● **TEXTAUSZUG**
▽

Auch gab es die Situation, dass ich fragte wie viel Uhr es sei. Allerdings brachte mir die Antwort absolut nichts, da ich nciht wusste, was viel und was wenig ist und wie Zeit überhaupt funktioniert.Aber irgendwann (muss so nach ca 7 oder 8 Stunden gewesen sein), wurde ich wieder etwas klarer und brachte es fertig trotz Optics auf einen Zettel zu schreiben: "Tus nicht nochmal", um mir diese Weisheit mit in die Realität zu nehmen. Nach und nach wurde ich etwas klarer und verstand wieder Konzepte und Objekte, konnte gedanklich Tisch von Boden trennen und freute mich unglaublich darüber. Natürlich teilte ich diese Erkenntnis durchgehend meinen Freunden mit, die zwar genervt aber froh waren, dass ich nicht völlig abgedreht bin.

Das Runterkommen:
Nach und nach wurde alles wieder besser und ich kam besser klar. Ich weiß nicht genau, wann es passiert ist, aber noch eine kleine Story zwischendurch: Ich lag zwischendurch auf der Couch, machte die Augen zu und dachte über alles nach, was ich mir vorstellen konnte. Irgendwann stand ich dann wieder auf und fragte meinen Kolelgen, wie lange ich da lag. ich ging so von etwa zwei Stunden aus. Er sagte mir allerdings, dass es nur zwei Minuten waren. Das Konzept von Zeit verstand ich wieder, aber sie fühlte sich immernoch anders an.
Als ich dann wieder klarer wurde, machte der Rest des Trips noch einmal richtig Spaß. Ich rauchte gegen Ende noch ein Tütchen und die Optics wurden wieder extrem stark, ich setzte einfach meine Kopfhörer auf und mein Bewusstsein flog durch einen Farbenfrohen Musiktunnel. Ganz gegen Ende nutzte ich den Rest Trip noch für richtig klare Sexphantasien, bekam allerdings keinen hoch.

Kurz zum Bericht: Das Ganze ist über zwei Jahre her und gelegentlich fallen mir noch weitere Details ein,
die ich möglicherweise noch ergänzen werde. Er beinhaltet aber alles, was in Worten angemessen anzudeuten ist. Da der Trip schätzungsweise zwischen 10 und 12 Stunden angedauert hat, habe ich zwischendurch diverse Dinge getan, die aber in der Erinnerung deutlich hinter dem hier beschriebenen zurücktreten.

△

● **VORLIEGENDES MATERIAL**

▽

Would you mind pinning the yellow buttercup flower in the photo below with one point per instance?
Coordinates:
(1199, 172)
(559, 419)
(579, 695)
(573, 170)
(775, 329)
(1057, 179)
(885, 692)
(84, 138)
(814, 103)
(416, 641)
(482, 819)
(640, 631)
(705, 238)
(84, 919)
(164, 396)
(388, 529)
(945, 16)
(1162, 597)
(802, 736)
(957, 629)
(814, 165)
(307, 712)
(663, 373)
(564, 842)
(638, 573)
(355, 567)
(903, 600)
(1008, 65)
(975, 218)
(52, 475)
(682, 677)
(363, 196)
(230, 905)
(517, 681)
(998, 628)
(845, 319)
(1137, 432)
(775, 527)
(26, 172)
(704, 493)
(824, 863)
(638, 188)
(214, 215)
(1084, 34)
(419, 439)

△

● **AUFGABEN**
#1 Wie lange lag die erzählende Person im Textauszug über den Trip laut dem Kollegen tatsächlich auf der Couch?
#2 Führe den Tripbericht im Textauszug nach seinem letzten Satz fort.

● **LÖSUNGEN**
#1 Nur zwei Minuten.

#2
Fazit:
Ich habe eine Sache gelernt: Psychedelika sind kein Spielzeug. Ich habe das LSD völlig unangemessen benutzt, nicht genug Respekt davor gehabt und war davon abgesehen auch absolut noch nicht bereit für diese Erfahrung. Das bin ich auch immer noch nicht und habe mir den Rat meines Trip-Ichs auf dem Blatt Papier zu Herzen genommen - ich habe seitdem keine Psychedelika mehr genommen. Vielleicht in ein paar Jahren noch einmal, aber dann mit etwas mehr Hirn. Ich bin dennoch froh um diese Erfahrung, seitdem scheint mir mein Leben wesentlich weniger schlimm. Ich weiß den Wert einer einigermaßen gesunden Psyche zu schätzen, erfreue mich an der Beschränktheit des Alltags und der Illusion von Sicherheit und Realität. Aber gleichzeitig ist es auch ein unglaublicher Trost. Wenn ich sehe, wie ernst alle Menschen ihr Leben nehmen, wie sie ihren Jobs hinterherrennen und sich über Kleinigkeiten aufregen, dann denke ich mir: Wir wissen absolut nichts, ihr wisst es nur nicht. Alles ist relativ und ein fingernagelgroßes Stück Löschpapier kann alles was du kennst oder dir vorstellen kannst auflösen und dich ins Nichts schleudern.